TASKS TO CARRY OUT:
1 > Decide whether each statement below agrees with the text on the Salvadoran Civil War. Answer yes or no for (a), (b), and (c), and quote the words of the text that settle each one. (a) The Truth Commission had six months to collect complaints. (b) The FMLN was a coalition of five left-wing guerrilla groups. (c) The civil warriors signed a U.N. peace treaty in 1992.
2 > Reproduce the passage of the text on the Salvadoran Civil War from "The retrospective assessments" to "treaty in 1992.".
3 > List every kind of opponent that the text on the Salvadoran Civil War says the Government killed on suspicion of sympathy with the guerrillas.

TEXT FOR ANALYSIS:
┌──
The Salvadoran Civil War (1980--1992) was a conflict in El Salvador between the military-led government of El Salvador backed by the United States government, and the Farabundo Martí National Liberation Front (FMLN), a coalition or 'umbrella organization' of five left-wing guerrilla groups. Significant tensions and violence already existed in the 1970s, before the full-fledged official outbreak of the civil war—which lasted for twelve years. El Salvador's Civil War was the second longest civil war in Latin America after the Guatemalan Civil War.
The conflict ended in the early 1990s. An unknown number of people disappeared, and more than 75,000 were killed.
At war's end, the Commission on the Truth for El Salvador registered more than 22,000 complaints of political violence in El Salvador, between January 1980 and July 1991, 60 percent about summary killing, 25 percent about kidnapping, and 20 percent about torture. These complaints attributed almost 85 percent of the violence to State agents, private paramilitary groups, and the death squads. The Salvadoran armed forces were accused in 60 per cent of the complaints, the security forces in 25 percent, military escorts and civil defense units in 20 percent of complaints, the death squads in more than 10 percent, and the FMLN in 5 percent. The Truth Commission could collect only a significant sample of the full number of potential complaints, having had only three months to collect it.
The retrospective assessments of human rights organizations and truth commissions document and reiterate that most violence was committed by the National Guard and other military bodies. Amnesty International's 1985 annual report likewise stated that that many of the 70,000 people killed in the preceding five years had been murdered by government forces, who openly dumped the mutilated corpses, in an apparent effort to terrorize the population. More than 70,000 people were killed, many in the course of gross violation of their human rights. More than 25 per cent of the populace was displaced as refugees before the civil warriors signed a U.N. peace treaty in 1992.
Despite mostly killing peasants, the Government readily killed any opponent they suspected of sympathy with the guerrillas — clergy (men and women), church lay workers, political activists, journalists, labor unionists (leaders, rank-and-file), medical workers, liberal students and teachers, and human-rights monitors. The State's terrorism was effected by the security forces, the Army, the National Guard, and the Treasury Police; yet it was the paramilitary death squads who gave the Government plausible deniability of, and accountability for, the political killings. Typically, a death squad dressed in civilian clothes and traveled in anonymous vehicles (dark windows, blank license plates). Their terrorism comprised publishing future-victim death lists, delivering coffins to said future victims, and sending the target-person an invitation to his/her own funeral. Cynthia Arnson, a Latin American-affairs writer for Human Rights Watch, says: the objective of death-squad-terror seemed not only to eliminate opponents, but also, through torture and the gruesome disfigurement of bodies, to terrorize the population. In the mid-1980s, state terror against Salvadorans became open — indiscriminate bombing from military airplanes, planted mines, and the harassment of national and international medical personnel; all indicate that, although death rates attributable to the death squads have declined in El Salvador since 1983, non-combatant victims of the civil war have increased dramatically.
└──
[Stored data entries]
┌──
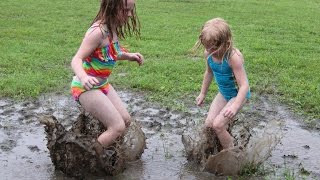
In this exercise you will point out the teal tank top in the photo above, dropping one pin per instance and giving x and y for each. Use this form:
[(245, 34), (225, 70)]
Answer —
[(225, 78)]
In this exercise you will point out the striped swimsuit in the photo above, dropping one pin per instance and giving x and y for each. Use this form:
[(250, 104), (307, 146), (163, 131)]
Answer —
[(225, 78), (99, 64)]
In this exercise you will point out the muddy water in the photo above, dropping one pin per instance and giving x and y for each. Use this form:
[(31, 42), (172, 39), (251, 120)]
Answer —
[(23, 152)]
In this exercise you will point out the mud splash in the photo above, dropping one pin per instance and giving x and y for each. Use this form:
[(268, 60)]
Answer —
[(24, 155)]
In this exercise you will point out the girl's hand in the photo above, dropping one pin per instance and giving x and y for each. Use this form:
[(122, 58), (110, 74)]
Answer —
[(88, 82), (136, 57), (200, 99), (230, 112)]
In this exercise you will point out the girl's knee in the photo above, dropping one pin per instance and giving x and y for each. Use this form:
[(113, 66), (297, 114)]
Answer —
[(218, 127), (127, 120)]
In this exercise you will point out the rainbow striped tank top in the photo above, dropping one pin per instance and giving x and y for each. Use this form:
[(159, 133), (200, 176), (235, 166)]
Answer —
[(103, 59)]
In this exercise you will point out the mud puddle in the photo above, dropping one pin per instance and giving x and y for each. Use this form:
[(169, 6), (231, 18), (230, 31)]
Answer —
[(23, 152)]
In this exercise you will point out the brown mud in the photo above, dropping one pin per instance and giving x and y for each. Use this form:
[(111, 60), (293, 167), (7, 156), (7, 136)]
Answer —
[(278, 141)]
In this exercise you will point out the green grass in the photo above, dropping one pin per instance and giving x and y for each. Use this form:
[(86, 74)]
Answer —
[(279, 39)]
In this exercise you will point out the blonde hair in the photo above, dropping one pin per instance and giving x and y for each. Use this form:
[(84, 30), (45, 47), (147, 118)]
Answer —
[(216, 34)]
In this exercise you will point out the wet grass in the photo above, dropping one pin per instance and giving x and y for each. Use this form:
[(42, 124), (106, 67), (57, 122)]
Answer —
[(280, 42)]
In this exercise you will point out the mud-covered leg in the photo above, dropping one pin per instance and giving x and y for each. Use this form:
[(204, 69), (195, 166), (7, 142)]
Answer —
[(100, 107)]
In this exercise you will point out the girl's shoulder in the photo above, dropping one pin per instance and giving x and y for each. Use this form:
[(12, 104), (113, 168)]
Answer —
[(236, 57), (97, 29), (235, 54)]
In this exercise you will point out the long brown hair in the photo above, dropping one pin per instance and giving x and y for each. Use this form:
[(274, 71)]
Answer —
[(112, 13), (216, 34)]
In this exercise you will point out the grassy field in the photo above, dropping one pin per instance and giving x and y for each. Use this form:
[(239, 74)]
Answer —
[(279, 39)]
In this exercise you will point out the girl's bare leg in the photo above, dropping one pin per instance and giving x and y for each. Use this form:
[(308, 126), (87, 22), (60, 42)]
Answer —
[(216, 106), (101, 107), (218, 122), (118, 104)]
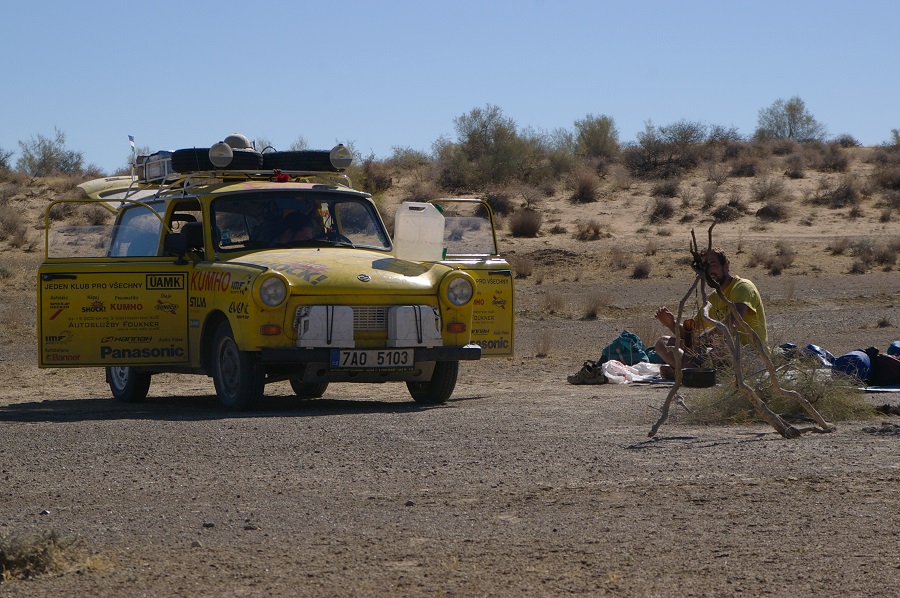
└──
ANSWERS PER TASK:
1 >
(a) No: "having had only three months to collect it."
(b) Yes: "a coalition or 'umbrella organization' of five left-wing guerrilla groups"
(c) Yes: "before the civil warriors signed a U.N. peace treaty in 1992"

2 >
The retrospective assessments of human rights organizations and truth commissions document and reiterate that most violence was committed by the National Guard and other military bodies. Amnesty International's 1985 annual report likewise stated that that many of the 70,000 people killed in the preceding five years had been murdered by government forces, who openly dumped the mutilated corpses, in an apparent effort to terrorize the population. More than 70,000 people were killed, many in the course of gross violation of their human rights. More than 25 per cent of the populace was displaced as refugees before the civil warriors signed a U.N. peace treaty in 1992.

3 >
- clergy (men and women)
- church lay workers
- political activists
- journalists
- labor unionists (leaders, rank-and-file)
- medical workers
- liberal students and teachers
- human-rights monitors